▶ [BRIEF]: From the entries provided below, copy each line that contains the word "pink".

▶ [SUPPLIED RECORDS]:
====================

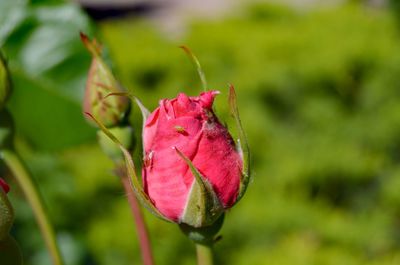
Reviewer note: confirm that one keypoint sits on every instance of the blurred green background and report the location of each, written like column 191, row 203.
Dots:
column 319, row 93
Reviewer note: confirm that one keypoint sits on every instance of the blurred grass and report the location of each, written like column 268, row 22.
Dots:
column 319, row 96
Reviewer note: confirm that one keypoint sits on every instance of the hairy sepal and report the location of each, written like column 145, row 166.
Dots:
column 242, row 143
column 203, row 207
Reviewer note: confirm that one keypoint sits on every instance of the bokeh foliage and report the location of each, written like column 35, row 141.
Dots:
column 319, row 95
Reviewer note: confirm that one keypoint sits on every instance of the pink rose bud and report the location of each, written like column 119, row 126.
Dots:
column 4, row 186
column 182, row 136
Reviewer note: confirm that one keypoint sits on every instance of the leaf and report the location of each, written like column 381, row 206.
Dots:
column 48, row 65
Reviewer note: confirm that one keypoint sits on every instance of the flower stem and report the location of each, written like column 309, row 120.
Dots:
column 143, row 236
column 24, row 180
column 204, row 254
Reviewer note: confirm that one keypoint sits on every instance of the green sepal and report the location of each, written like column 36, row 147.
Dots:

====================

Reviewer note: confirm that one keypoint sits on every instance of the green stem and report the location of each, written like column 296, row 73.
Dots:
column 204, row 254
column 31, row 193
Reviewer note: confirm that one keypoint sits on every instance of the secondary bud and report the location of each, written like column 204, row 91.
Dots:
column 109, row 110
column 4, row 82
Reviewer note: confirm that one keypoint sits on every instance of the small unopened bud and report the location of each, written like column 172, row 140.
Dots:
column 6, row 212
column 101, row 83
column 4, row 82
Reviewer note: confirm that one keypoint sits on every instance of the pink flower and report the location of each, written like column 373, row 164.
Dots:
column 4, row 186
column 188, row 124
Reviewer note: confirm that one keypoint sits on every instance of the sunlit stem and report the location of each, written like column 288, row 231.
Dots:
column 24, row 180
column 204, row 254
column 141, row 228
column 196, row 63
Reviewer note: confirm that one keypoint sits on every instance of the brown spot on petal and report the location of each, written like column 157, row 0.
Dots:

====================

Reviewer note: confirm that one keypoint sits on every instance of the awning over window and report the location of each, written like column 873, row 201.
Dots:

====================

▶ [REPLY TO THE EXERCISE]:
Reviewer note: confirm that one keypoint sits on every instance of the pink rose bud and report the location of each, written like column 119, row 126.
Reviewer note: confirm that one keypoint sits on every instance of the pink flower and report the location of each, written like column 373, row 164.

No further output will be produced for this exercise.